WRITTEN INSTRUCTION
Copy out, word for word, the rows below from their first line through the line containing "point(52, 416)", with both of those lines included.

──────── INPUT RECORDS

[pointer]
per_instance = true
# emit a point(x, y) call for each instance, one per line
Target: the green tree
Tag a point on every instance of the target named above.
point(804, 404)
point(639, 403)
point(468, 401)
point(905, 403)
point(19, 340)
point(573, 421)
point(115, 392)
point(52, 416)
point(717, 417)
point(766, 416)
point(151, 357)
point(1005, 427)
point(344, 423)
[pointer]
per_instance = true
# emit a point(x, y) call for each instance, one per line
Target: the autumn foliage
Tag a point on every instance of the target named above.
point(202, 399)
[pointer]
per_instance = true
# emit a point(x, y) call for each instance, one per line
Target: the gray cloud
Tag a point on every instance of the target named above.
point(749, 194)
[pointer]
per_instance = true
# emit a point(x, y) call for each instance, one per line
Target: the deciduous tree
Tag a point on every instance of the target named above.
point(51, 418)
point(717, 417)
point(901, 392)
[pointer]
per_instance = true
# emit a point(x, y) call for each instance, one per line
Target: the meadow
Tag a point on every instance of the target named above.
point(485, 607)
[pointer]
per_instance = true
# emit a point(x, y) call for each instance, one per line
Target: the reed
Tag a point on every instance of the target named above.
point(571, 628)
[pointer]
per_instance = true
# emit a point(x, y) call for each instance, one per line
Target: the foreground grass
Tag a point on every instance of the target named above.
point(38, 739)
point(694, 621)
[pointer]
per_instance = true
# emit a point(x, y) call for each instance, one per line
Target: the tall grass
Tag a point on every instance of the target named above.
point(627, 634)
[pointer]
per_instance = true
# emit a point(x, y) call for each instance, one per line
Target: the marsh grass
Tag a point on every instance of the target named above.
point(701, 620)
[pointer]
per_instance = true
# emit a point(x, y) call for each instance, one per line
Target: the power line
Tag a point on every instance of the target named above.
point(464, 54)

────────────────

EXERCISE ANSWER
[pointer]
per_instance = true
# emit a point(x, y) call for each instance, one per line
Target: the green tree
Tag a point on every instance of the target named above.
point(804, 404)
point(639, 403)
point(468, 401)
point(905, 403)
point(19, 340)
point(573, 421)
point(115, 392)
point(52, 416)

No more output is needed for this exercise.